» WHAT IS NEEDED: Everything from the line containing "Every instance of the rocky" down to the last line of the entries below must be transcribed exactly, and nothing else.

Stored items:

---*---

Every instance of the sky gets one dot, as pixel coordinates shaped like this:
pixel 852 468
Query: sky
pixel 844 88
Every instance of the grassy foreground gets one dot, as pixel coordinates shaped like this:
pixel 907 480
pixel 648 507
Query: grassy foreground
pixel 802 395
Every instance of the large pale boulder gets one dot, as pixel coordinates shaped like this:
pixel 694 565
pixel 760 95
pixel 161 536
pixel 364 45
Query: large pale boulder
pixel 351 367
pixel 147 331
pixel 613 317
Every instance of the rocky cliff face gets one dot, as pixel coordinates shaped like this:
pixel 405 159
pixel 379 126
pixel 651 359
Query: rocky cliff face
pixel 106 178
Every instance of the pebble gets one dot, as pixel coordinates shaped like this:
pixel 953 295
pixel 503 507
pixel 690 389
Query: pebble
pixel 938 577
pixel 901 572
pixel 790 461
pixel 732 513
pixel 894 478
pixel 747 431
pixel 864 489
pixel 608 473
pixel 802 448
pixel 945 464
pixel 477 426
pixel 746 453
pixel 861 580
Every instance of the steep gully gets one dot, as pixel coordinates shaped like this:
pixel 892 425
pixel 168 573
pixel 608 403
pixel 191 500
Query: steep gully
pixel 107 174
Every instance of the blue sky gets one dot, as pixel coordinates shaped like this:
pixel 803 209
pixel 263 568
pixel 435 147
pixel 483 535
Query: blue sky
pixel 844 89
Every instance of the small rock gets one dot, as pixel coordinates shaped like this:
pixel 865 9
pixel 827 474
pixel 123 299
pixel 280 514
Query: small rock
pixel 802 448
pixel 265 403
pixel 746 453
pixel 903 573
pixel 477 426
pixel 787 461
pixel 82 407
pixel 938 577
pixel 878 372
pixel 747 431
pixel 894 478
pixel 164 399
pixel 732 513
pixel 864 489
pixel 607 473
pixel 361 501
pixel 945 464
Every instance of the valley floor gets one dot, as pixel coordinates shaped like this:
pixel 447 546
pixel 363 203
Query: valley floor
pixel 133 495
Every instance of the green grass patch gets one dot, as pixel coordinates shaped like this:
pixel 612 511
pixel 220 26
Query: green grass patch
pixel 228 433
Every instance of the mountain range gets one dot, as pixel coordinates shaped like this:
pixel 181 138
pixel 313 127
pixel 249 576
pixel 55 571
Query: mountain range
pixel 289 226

---*---

» ANSWER FOR THE TASK:
Every instance of the rocky cliff face gets one dot, as pixel coordinates shaped like this:
pixel 405 159
pixel 379 126
pixel 651 359
Query: rocky cliff face
pixel 106 178
Every instance of the pebble gets one dot, as pixel coordinates shaped like this:
pixel 953 295
pixel 503 507
pixel 690 389
Query: pebble
pixel 938 577
pixel 901 572
pixel 790 461
pixel 732 513
pixel 894 478
pixel 747 431
pixel 864 489
pixel 608 473
pixel 802 448
pixel 945 464
pixel 477 426
pixel 746 453
pixel 861 580
Every instance of the steep gully gets one dot, as pixel coordinates shaped like this:
pixel 892 425
pixel 168 573
pixel 608 403
pixel 191 500
Query: steep gully
pixel 107 174
Every instance of the blue sky gets one dot, as pixel coordinates shaped like this:
pixel 803 209
pixel 263 568
pixel 435 147
pixel 483 535
Query: blue sky
pixel 844 89
Every instance of the small rock gets one dot, as pixel coordinates shaped like this:
pixel 865 9
pixel 827 474
pixel 123 299
pixel 280 514
Query: small rock
pixel 802 448
pixel 265 403
pixel 746 453
pixel 903 573
pixel 477 426
pixel 787 461
pixel 82 407
pixel 938 577
pixel 878 372
pixel 747 431
pixel 894 478
pixel 164 399
pixel 732 513
pixel 864 489
pixel 607 473
pixel 361 501
pixel 945 464
Every instance of the valley floor gets one dot, as pixel coordinates shaped like this:
pixel 447 546
pixel 363 203
Query: valley floor
pixel 133 495
Every instance of the green grass patch gets one dot, as pixel coordinates shaped like this:
pixel 612 511
pixel 220 26
Query: green grass patch
pixel 228 433
Every instance of the mountain range gets one dot, as pixel coordinates shaped like this:
pixel 181 138
pixel 313 127
pixel 249 576
pixel 55 571
Query: mountain range
pixel 289 226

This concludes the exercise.